### What to work on
Write the entries below again, precisely as they appear.

### Data shown
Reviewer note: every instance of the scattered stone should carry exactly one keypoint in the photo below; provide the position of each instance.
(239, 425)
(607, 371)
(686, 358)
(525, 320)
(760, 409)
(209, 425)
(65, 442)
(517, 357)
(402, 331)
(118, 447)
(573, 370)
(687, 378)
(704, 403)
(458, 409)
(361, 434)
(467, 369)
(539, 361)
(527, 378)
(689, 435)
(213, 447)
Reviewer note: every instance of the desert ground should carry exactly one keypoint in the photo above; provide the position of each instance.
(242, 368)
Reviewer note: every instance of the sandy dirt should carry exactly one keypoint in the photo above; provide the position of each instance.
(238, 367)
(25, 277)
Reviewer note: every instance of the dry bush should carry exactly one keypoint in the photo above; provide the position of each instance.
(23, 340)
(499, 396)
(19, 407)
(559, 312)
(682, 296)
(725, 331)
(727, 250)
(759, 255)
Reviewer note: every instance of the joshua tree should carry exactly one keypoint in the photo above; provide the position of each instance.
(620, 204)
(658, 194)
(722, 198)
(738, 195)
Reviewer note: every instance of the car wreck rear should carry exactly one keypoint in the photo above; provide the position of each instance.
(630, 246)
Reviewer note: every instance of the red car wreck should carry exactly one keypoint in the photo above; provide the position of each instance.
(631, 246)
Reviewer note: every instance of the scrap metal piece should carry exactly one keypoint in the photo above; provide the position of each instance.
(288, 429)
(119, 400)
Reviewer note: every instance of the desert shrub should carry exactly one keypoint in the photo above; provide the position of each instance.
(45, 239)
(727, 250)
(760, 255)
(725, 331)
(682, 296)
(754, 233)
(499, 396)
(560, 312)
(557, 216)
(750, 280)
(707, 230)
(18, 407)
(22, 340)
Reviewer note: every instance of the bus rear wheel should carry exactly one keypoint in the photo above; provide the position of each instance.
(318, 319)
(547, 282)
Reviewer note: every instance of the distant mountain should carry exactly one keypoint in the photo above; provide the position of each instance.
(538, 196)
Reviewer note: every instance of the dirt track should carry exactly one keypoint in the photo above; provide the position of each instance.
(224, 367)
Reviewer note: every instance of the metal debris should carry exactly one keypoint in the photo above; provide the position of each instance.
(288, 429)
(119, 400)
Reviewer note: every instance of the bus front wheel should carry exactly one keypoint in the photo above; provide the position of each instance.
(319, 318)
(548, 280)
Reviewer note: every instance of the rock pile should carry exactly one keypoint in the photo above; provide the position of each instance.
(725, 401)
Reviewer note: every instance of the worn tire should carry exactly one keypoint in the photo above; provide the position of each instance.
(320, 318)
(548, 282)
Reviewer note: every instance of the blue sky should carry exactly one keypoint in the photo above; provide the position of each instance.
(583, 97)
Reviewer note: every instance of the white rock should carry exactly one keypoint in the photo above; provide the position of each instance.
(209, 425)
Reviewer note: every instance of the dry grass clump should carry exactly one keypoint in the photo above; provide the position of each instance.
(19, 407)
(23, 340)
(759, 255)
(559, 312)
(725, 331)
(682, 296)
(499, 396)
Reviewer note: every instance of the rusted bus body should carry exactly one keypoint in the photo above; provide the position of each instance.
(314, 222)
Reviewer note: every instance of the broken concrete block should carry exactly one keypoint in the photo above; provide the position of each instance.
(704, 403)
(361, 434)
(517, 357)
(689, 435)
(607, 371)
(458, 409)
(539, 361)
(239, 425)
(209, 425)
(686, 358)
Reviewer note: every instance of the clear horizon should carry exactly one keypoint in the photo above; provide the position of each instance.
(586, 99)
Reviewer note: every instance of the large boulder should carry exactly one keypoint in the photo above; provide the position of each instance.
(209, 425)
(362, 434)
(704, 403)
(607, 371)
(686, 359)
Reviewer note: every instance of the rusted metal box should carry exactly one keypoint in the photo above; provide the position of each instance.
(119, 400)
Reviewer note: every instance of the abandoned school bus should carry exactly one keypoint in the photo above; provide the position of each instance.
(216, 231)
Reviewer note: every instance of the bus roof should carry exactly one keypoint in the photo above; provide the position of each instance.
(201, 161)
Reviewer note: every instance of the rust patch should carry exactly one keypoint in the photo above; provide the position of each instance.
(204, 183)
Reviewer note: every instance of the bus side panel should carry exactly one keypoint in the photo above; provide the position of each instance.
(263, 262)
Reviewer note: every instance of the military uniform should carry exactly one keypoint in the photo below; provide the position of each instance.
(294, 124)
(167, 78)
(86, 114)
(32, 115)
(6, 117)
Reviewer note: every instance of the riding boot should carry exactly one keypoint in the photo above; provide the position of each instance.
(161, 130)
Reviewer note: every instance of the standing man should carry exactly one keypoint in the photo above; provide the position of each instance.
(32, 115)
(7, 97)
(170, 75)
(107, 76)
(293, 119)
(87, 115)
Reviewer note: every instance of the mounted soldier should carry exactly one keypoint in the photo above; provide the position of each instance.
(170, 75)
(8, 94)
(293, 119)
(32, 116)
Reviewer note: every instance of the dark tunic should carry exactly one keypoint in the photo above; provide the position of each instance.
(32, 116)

### Answer to the exercise
Reviewer note: every instance of the scattered stone should carry exactly one keypoint in the photo below; provide the position of each instance.
(239, 425)
(607, 371)
(686, 358)
(525, 320)
(760, 409)
(209, 425)
(65, 442)
(517, 357)
(402, 331)
(118, 447)
(573, 370)
(687, 378)
(704, 403)
(458, 409)
(361, 434)
(467, 369)
(539, 361)
(527, 378)
(689, 435)
(213, 447)
Reviewer note: every instance of the desert ground should carry exactly one keypoint in the photo above; provide the position of each instance.
(242, 368)
Reviewer note: every instance of the sandy dirt should carry exactly one keypoint in the photo above; provide the position of each instance.
(238, 367)
(25, 277)
Reviewer note: every instance of the dry bush should carry exactly one keypoint in the photo above; provide the position of each instance.
(23, 340)
(499, 396)
(19, 407)
(559, 312)
(682, 296)
(725, 331)
(727, 250)
(759, 255)
Reviewer note: every instance of the joshua tree should carry exactly one keypoint in the photo above; provide the position of each instance.
(620, 204)
(658, 194)
(722, 198)
(738, 195)
Reviewer note: every instance of the car wreck rear should carry exactly one keypoint in the photo above; provide the position of each instance.
(630, 246)
Reviewer note: every instance of the red car wreck should carry exactly one keypoint in the photo above; provide the position of each instance.
(631, 246)
Reviewer note: every instance of the scrap metal piece should carry exactly one keypoint in the photo above; provide the position of each instance.
(288, 429)
(119, 400)
Reviewer note: every instance of the desert shrub should carry exactly one keypoint in the photo above; provide the position of each instance.
(45, 239)
(727, 250)
(760, 255)
(725, 331)
(682, 296)
(754, 233)
(499, 396)
(560, 312)
(557, 216)
(750, 280)
(707, 230)
(18, 407)
(22, 340)
Reviewer note: every instance of the bus rear wheel should carry exactly one keypoint in the photo above; provide the position of each instance.
(318, 319)
(547, 282)
Reviewer note: every instance of the distant mountain should carry exactly one keypoint in the photo above; provide the position of each instance.
(538, 196)
Reviewer note: every instance of the dirt track should carry exactly one keypoint in the photo above; provide the position of each instance.
(224, 367)
Reviewer note: every instance of the metal debris should carry exactly one keypoint in the photo above; provide the position of each instance.
(288, 429)
(119, 400)
Reviewer note: every instance of the bus front wheel should carry exactly one keypoint in the photo above; provide the position of each instance.
(319, 318)
(548, 280)
Reviewer note: every instance of the rock pile should carry exactly one keypoint in the photo above; provide the position of each instance.
(725, 401)
Reviewer note: every instance of the worn tire should carry exactly one keypoint in the photo above; provide the position of each instance.
(320, 318)
(548, 282)
Reviewer note: every instance of the blue sky should carry exactly one keypoint in the photo above; provide the position of each instance.
(583, 97)
Reviewer note: every instance of the white rock should carry exactly one keypoint in the photo above; provide the position of each instance.
(209, 425)
Reviewer note: every instance of the dry grass clump should carry exactly one keypoint in the photo above; provide the position of each instance.
(19, 407)
(23, 340)
(759, 255)
(559, 312)
(725, 331)
(682, 296)
(499, 396)
Reviewer note: every instance of the rusted bus body should carry exactly one keypoint in the photo above; provide the position of each instance.
(314, 222)
Reviewer note: every instance of the broken concrete block should carry exactly one keypoint in the photo above; provide the position of each instance.
(704, 403)
(361, 434)
(517, 357)
(689, 435)
(607, 371)
(458, 409)
(539, 361)
(239, 425)
(209, 425)
(686, 358)
Reviewer note: every instance of the clear horizon should carry exactly one keypoint in the photo above; provide the position of each instance.
(586, 99)
Reviewer note: every instance of the large boulder should carry exactly one keypoint in the photo above; provide the position of each instance.
(209, 425)
(362, 434)
(704, 403)
(607, 371)
(686, 359)
Reviewer note: every instance of the rusted metal box should carry exactly one keypoint in the photo above; provide the position of each instance.
(119, 400)
Reviewer note: every instance of the abandoned school bus should carry exactly one keypoint in the photo above; provide the position of each instance.
(216, 231)
Reviewer note: every instance of the bus roof should carry exactly one keypoint in the photo above; provide the position of each instance.
(201, 161)
Reviewer note: every instance of the rust patch should carry exactly one keypoint in the photo above; provide the position of each instance.
(204, 183)
Reviewer note: every instance of the bus side panel should carry exactly one keypoint in the photo above; provide the position of each instance.
(263, 262)
Reviewer note: every instance of the military uniform should carry exactly one keypoint in the photo below; provide the position of each instance.
(294, 124)
(167, 78)
(86, 114)
(32, 115)
(6, 117)
Reviewer note: every instance of the riding boot should carry exactly one keypoint in the photo above; provide the position of each instance.
(161, 130)
Reviewer note: every instance of the standing man should carry exactly one keypoint in the photo above; provide the position of each instance.
(32, 115)
(7, 97)
(170, 75)
(107, 76)
(293, 119)
(87, 115)
Reviewer note: every instance of the mounted soldier should carry exactly one keypoint in the photo above; provide the position of each instance.
(170, 75)
(8, 94)
(293, 119)
(32, 116)
Reviewer note: every instance of the dark tunic should carry exactly one keypoint in the photo above; provide the position of each instance.
(32, 116)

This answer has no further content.